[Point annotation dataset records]
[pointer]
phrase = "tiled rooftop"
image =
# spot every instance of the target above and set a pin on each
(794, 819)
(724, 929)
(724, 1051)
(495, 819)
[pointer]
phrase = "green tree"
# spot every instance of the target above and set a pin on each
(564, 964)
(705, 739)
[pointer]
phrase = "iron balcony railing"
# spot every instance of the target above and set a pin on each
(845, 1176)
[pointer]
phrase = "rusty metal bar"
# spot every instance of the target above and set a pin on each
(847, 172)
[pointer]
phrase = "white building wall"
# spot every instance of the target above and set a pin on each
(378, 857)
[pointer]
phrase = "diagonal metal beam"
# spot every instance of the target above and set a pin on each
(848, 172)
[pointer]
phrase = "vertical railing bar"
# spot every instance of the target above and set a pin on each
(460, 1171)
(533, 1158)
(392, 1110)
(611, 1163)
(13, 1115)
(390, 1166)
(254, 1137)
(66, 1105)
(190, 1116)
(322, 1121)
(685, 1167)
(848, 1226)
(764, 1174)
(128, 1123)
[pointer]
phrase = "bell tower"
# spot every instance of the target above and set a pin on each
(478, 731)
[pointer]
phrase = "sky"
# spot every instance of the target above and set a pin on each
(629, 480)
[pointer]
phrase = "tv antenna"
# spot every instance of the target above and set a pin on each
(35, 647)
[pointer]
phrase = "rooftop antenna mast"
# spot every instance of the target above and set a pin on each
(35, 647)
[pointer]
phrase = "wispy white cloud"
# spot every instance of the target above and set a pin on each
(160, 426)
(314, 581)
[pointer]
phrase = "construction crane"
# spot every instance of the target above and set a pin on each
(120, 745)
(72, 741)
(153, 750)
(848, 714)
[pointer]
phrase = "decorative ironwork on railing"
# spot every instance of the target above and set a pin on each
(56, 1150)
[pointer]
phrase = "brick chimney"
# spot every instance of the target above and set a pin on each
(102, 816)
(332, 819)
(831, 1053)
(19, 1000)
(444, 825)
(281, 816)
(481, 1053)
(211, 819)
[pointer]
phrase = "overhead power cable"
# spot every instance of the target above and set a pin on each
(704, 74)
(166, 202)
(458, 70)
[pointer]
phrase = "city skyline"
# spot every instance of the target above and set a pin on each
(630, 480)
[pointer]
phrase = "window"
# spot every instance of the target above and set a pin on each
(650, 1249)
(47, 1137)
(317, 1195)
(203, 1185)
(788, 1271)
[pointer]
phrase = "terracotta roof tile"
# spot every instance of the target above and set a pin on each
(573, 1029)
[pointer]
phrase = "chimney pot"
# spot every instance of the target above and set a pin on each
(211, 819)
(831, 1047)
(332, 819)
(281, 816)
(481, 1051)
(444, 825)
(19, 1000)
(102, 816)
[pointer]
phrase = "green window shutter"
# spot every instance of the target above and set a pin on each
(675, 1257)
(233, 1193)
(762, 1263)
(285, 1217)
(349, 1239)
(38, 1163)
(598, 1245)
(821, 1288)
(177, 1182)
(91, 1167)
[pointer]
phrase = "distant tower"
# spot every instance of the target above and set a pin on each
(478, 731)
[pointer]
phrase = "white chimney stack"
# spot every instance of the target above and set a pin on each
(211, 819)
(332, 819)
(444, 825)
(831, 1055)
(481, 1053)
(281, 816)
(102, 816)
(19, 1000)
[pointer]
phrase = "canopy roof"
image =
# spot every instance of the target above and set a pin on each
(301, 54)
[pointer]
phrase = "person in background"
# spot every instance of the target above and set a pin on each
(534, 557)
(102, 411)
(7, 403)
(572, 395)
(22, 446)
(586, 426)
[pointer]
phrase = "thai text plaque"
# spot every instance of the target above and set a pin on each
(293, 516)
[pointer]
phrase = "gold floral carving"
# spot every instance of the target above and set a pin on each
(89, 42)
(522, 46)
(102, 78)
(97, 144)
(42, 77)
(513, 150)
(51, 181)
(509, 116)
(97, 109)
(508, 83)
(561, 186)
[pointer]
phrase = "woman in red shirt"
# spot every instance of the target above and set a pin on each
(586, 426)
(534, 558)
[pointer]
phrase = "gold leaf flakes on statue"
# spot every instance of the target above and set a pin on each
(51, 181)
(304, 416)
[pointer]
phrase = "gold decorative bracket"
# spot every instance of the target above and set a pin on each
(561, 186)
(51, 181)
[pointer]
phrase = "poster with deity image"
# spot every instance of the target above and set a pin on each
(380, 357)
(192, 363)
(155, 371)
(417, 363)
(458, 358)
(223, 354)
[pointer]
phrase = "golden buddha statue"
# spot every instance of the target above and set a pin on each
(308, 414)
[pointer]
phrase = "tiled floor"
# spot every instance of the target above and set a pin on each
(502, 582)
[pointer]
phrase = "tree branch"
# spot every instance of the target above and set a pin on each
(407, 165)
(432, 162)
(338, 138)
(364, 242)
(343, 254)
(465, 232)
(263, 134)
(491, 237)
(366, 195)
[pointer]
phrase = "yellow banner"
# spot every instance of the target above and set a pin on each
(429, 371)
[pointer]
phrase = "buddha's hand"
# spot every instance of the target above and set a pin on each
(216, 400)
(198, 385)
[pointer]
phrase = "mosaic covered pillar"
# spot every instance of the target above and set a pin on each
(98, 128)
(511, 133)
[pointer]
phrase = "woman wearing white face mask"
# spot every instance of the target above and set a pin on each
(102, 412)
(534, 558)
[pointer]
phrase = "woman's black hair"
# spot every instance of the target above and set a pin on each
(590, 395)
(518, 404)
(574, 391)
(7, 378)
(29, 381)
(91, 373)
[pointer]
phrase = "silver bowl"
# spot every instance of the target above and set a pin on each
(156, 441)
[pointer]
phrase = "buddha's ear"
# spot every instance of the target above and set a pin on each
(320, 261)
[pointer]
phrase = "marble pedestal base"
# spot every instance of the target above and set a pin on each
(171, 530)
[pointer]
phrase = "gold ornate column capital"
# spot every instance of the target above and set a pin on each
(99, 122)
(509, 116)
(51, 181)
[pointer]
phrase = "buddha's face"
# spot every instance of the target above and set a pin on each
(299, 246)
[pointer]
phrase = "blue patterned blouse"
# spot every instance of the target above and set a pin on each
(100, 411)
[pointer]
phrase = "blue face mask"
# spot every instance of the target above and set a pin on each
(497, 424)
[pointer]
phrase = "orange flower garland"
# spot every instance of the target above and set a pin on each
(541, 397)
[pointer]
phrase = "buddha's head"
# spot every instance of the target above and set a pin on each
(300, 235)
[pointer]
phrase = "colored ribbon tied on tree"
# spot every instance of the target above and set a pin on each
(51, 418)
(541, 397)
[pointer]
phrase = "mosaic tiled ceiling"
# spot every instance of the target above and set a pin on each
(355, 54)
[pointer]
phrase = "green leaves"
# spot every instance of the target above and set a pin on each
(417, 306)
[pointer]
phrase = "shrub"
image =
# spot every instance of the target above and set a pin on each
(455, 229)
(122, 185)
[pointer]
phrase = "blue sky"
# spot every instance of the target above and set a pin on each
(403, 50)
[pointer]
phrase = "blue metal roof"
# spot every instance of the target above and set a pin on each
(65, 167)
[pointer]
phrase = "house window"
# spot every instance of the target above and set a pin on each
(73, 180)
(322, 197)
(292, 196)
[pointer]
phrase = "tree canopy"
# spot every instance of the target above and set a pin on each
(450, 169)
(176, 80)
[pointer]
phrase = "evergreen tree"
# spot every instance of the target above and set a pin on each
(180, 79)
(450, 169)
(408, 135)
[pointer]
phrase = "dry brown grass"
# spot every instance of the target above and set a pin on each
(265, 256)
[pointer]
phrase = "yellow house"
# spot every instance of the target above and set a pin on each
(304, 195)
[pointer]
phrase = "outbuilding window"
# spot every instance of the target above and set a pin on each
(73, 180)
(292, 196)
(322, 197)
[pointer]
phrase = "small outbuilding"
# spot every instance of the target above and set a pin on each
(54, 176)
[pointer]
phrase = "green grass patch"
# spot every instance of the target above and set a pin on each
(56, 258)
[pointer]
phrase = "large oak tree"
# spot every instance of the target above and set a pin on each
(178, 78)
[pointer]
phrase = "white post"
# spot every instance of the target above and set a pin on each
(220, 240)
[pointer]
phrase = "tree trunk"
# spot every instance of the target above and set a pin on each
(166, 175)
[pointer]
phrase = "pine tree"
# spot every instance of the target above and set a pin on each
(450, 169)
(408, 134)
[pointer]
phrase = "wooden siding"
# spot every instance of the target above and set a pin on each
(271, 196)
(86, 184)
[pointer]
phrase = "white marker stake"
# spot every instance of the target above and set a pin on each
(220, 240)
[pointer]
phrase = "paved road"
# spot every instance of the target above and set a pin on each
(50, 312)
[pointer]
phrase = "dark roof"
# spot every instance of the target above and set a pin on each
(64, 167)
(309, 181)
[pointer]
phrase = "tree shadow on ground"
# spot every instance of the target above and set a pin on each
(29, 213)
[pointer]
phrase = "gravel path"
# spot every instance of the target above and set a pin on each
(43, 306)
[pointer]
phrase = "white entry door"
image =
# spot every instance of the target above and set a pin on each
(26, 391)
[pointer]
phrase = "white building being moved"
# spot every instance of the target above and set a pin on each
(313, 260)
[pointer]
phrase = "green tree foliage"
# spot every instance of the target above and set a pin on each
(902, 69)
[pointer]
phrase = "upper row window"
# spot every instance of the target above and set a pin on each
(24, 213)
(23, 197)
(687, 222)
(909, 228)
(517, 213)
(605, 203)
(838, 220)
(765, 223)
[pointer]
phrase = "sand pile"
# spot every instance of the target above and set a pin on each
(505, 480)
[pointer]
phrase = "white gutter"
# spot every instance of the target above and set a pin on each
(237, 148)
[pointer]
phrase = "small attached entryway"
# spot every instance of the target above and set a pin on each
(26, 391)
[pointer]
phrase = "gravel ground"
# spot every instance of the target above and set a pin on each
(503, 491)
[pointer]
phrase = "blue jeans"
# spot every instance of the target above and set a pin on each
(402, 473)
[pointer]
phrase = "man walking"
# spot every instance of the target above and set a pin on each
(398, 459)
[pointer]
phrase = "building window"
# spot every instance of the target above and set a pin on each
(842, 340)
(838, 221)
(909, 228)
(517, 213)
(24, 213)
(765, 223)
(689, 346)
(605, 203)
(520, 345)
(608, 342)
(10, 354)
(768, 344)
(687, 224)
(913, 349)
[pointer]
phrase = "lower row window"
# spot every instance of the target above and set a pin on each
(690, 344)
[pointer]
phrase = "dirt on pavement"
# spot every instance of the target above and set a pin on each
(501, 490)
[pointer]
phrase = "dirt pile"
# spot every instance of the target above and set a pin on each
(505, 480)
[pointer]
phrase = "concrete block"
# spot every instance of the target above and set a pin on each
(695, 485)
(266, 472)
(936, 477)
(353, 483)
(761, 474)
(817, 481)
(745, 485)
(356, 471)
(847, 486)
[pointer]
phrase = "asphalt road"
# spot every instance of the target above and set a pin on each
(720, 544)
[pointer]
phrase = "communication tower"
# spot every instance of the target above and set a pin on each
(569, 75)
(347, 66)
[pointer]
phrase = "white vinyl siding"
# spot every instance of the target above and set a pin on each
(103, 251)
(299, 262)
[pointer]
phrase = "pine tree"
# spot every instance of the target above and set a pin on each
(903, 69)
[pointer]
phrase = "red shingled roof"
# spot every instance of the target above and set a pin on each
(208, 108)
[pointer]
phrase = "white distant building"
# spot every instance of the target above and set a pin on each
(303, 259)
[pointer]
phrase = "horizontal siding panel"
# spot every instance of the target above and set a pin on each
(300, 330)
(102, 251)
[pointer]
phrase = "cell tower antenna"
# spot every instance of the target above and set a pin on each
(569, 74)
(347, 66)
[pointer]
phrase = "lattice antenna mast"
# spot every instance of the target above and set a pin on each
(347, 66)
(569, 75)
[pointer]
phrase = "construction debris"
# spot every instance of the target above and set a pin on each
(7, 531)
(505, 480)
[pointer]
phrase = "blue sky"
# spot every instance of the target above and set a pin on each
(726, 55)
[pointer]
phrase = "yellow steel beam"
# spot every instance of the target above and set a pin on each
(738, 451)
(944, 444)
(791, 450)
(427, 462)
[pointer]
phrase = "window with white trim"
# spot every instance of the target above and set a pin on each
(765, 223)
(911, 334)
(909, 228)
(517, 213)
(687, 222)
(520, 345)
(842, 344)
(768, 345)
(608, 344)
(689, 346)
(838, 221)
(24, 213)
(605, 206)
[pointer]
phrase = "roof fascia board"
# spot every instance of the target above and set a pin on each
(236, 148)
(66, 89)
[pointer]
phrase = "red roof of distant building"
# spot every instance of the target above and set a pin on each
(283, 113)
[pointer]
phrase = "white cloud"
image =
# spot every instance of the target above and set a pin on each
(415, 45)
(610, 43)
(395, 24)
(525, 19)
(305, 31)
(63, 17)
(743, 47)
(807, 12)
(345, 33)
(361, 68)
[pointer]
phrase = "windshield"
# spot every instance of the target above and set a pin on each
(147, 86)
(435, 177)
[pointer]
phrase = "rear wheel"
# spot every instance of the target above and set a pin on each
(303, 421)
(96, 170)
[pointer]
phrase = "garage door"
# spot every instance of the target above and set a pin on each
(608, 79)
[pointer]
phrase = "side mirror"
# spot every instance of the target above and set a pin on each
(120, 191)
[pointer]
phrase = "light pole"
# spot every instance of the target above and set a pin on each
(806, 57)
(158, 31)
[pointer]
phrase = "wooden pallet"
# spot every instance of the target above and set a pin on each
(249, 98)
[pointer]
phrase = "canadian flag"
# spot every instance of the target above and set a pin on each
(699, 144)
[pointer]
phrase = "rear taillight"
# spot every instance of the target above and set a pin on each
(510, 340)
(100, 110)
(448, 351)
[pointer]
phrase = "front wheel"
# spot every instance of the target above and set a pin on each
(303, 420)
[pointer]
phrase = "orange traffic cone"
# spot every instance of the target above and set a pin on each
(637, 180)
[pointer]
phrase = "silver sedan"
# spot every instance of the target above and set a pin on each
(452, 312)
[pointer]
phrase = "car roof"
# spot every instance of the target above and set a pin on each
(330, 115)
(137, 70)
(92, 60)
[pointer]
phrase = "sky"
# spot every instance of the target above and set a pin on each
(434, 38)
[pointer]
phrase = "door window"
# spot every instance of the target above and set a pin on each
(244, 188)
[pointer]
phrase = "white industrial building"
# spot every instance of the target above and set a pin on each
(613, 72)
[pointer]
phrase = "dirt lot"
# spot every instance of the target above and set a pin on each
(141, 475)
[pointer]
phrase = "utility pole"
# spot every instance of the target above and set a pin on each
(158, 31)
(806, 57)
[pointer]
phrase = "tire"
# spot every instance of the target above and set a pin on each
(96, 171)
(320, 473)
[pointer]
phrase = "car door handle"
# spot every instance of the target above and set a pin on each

# Aim of the exercise
Locate each line in the listing above that contains the string "window" and copy those lines out.

# Problem solution
phrase = "window"
phrase = "green window shutter"
phrase = "house window"
phrase = "outbuilding window"
phrase = "upper row window"
phrase = "building window"
phrase = "lower row window"
phrase = "window with white trim"
phrase = "door window"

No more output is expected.